Given data:
* Start *

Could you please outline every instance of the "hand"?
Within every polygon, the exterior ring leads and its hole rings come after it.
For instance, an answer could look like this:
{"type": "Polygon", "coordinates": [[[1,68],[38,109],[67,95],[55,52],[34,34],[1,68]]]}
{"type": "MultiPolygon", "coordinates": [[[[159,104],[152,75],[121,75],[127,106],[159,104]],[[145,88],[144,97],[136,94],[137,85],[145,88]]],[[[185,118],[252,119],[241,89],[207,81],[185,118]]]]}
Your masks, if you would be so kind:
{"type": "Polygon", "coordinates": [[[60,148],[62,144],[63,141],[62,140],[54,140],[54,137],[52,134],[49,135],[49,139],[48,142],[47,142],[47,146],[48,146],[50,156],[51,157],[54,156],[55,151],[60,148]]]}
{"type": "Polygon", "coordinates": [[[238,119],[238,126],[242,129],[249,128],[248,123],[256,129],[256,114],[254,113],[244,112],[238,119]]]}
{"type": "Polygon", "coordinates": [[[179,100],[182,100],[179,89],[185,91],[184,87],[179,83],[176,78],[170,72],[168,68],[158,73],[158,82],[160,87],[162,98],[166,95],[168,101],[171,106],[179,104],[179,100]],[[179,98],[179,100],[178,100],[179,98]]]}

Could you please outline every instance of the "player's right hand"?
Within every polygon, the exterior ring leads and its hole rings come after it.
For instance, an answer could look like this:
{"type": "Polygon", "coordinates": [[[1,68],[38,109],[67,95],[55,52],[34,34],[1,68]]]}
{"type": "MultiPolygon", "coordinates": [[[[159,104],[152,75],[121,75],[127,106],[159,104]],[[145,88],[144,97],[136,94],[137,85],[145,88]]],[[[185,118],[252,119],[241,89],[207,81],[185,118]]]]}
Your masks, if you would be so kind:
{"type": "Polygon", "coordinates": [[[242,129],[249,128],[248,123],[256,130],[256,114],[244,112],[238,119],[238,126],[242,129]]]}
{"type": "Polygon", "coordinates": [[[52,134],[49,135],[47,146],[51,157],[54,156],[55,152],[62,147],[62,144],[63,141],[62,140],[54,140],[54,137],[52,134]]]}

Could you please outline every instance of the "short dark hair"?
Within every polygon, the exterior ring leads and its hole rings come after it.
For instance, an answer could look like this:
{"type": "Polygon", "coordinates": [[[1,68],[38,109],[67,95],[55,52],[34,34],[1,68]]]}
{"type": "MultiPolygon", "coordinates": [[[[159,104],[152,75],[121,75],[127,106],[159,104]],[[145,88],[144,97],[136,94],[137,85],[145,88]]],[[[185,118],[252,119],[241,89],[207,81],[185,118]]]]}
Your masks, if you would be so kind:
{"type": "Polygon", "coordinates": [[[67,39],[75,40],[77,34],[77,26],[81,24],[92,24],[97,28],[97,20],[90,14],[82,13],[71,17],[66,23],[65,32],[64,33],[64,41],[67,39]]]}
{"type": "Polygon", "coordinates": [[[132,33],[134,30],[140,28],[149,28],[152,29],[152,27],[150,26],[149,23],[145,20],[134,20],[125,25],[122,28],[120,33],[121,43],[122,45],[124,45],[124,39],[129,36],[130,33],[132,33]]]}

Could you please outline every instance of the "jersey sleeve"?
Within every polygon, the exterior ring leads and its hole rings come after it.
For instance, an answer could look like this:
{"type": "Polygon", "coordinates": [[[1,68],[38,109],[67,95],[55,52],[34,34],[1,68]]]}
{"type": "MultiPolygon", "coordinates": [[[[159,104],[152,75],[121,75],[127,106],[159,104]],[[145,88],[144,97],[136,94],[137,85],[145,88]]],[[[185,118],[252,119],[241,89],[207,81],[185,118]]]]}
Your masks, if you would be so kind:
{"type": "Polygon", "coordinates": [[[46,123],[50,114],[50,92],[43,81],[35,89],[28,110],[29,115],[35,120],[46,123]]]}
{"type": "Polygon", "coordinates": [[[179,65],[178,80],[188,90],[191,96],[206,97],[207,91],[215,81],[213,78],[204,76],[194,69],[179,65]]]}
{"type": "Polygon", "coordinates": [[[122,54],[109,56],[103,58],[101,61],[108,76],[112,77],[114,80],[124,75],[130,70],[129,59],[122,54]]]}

* End *

List every line of the records above that contains the word "hand", copying each line in full.

Solution to the problem:
Could you please outline every instance of the "hand"?
Could you please outline every instance of the "player's right hand"?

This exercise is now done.